- **About this exercise**
In the records that follow, find each line containing "socks" and copy it.

- **Data for the task**
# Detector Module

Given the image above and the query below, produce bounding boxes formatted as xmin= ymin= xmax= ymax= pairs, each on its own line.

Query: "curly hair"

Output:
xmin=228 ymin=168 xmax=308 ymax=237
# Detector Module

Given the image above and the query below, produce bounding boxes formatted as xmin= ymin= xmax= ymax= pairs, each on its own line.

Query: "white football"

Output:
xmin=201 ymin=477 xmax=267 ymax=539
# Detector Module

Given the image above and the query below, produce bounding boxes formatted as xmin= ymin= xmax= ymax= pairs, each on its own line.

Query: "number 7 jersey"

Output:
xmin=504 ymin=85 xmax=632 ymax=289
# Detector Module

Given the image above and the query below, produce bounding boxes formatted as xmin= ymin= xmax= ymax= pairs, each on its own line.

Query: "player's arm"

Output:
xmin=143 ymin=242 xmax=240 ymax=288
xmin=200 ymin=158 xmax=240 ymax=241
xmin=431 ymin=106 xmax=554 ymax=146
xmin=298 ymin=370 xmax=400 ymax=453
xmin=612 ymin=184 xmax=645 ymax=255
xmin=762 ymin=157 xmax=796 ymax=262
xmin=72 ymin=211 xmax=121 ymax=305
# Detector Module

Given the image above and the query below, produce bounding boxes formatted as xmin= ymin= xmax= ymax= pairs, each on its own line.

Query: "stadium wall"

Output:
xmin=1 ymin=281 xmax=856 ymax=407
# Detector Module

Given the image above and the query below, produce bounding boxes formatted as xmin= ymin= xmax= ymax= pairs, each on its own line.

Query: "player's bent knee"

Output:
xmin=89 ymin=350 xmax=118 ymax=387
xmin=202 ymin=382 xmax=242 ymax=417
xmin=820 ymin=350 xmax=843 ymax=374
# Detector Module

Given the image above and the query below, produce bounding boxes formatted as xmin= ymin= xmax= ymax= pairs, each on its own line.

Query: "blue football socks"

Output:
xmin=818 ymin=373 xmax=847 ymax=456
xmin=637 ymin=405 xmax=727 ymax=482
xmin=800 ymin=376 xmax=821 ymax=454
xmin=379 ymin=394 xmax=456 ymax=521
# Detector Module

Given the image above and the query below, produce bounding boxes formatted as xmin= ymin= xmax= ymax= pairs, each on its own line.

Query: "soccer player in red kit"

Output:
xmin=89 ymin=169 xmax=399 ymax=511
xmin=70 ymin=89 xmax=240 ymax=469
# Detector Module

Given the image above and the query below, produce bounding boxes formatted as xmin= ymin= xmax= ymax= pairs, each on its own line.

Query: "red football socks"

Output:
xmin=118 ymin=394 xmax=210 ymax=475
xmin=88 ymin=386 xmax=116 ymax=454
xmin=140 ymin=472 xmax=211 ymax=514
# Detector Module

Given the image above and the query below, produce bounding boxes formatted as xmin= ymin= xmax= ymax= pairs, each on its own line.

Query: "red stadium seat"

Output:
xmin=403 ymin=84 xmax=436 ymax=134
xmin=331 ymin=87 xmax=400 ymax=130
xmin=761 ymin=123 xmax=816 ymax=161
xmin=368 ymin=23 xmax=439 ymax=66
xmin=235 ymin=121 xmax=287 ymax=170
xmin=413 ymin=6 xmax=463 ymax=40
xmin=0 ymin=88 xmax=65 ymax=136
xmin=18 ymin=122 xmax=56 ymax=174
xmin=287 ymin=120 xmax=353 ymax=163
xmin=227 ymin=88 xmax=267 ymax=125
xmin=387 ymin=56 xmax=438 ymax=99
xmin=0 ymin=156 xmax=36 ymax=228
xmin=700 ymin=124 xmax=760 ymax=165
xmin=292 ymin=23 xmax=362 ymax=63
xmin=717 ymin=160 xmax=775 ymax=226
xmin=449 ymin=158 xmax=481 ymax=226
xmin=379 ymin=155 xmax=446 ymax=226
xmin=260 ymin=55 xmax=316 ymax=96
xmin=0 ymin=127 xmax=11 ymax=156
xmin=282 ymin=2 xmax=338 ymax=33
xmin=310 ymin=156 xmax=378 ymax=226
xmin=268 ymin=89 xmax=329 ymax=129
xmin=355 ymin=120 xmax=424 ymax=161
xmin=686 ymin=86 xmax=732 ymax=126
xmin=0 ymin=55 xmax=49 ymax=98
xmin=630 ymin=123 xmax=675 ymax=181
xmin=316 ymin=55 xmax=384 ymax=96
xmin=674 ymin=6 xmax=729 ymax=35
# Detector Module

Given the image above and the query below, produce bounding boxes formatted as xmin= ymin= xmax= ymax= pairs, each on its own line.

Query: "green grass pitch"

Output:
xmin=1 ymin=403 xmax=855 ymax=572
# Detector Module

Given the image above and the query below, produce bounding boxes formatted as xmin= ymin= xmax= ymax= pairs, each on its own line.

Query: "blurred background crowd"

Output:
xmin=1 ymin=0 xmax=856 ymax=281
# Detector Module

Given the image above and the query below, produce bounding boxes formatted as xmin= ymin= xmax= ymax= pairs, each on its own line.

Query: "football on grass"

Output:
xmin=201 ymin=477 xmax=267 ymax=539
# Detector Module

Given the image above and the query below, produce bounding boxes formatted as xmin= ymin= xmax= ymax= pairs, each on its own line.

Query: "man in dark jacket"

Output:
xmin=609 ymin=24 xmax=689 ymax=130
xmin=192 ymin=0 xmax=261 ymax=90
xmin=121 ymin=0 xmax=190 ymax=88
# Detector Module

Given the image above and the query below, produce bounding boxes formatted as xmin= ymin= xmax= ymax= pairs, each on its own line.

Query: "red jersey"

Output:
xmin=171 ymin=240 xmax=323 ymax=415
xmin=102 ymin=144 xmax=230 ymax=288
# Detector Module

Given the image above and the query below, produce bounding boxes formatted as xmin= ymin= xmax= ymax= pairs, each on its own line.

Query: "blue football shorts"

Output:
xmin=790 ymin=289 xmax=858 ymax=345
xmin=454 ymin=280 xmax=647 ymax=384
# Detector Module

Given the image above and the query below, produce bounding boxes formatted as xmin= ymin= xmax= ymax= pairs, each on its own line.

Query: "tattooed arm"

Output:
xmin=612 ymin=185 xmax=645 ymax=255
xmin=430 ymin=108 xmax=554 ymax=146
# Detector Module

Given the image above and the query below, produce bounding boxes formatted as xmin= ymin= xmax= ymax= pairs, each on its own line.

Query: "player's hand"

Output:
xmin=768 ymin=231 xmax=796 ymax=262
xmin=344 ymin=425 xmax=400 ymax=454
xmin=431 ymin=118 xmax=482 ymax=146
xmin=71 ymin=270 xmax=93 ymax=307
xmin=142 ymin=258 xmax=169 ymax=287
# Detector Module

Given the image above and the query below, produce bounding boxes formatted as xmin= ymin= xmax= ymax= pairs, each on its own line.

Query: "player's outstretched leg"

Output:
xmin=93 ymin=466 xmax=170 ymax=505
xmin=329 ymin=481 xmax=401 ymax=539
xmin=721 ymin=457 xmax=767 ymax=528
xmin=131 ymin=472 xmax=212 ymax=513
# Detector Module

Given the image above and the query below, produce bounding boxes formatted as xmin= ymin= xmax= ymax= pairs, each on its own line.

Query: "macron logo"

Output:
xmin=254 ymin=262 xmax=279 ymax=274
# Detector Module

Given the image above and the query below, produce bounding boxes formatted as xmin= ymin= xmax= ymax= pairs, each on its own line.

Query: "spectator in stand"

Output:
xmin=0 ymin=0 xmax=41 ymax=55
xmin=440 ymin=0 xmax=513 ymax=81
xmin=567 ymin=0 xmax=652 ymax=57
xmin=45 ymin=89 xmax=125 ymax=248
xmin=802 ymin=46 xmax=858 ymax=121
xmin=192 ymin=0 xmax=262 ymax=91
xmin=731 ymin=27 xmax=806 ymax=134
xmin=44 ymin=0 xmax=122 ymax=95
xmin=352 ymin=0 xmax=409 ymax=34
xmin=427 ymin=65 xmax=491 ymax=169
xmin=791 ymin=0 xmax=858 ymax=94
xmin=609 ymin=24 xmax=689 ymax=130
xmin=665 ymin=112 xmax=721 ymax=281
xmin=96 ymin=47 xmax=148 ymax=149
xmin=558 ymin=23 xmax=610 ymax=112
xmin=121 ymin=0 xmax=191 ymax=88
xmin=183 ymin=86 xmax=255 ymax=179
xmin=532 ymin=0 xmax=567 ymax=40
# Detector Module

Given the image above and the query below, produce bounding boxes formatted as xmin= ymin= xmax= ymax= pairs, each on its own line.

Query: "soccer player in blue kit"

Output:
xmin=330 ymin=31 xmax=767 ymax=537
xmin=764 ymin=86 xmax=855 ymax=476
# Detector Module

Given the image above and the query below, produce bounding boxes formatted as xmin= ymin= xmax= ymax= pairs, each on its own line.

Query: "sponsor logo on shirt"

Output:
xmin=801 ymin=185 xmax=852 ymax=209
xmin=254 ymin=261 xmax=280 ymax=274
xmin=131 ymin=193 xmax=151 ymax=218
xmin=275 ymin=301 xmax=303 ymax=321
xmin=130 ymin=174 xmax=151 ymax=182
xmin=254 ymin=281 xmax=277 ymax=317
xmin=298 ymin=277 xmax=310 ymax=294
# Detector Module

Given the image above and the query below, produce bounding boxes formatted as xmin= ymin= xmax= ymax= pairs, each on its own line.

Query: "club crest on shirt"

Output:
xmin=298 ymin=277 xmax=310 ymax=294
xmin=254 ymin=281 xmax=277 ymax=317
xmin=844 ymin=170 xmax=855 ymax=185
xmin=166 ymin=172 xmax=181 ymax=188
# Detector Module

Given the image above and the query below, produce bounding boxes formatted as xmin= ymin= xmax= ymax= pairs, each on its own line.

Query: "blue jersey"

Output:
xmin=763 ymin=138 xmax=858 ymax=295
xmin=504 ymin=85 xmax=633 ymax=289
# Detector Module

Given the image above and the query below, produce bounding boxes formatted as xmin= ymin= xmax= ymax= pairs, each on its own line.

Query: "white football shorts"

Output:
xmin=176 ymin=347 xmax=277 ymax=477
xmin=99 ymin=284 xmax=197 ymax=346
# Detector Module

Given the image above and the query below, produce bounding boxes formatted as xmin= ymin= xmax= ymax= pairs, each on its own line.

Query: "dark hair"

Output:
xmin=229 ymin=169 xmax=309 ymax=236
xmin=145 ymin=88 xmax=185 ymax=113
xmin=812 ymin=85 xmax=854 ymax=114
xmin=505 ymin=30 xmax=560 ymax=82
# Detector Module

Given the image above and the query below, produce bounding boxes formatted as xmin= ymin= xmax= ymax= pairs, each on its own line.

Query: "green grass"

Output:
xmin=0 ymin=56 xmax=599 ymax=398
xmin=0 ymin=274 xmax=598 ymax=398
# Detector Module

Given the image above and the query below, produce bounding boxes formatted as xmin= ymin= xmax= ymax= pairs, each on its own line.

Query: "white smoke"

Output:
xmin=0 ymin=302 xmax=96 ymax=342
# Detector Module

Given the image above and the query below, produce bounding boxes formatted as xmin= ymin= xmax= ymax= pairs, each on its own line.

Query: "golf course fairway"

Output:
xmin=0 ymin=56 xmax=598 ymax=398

- **Solution**
Query: "blue football socks"
Query: "red football socks"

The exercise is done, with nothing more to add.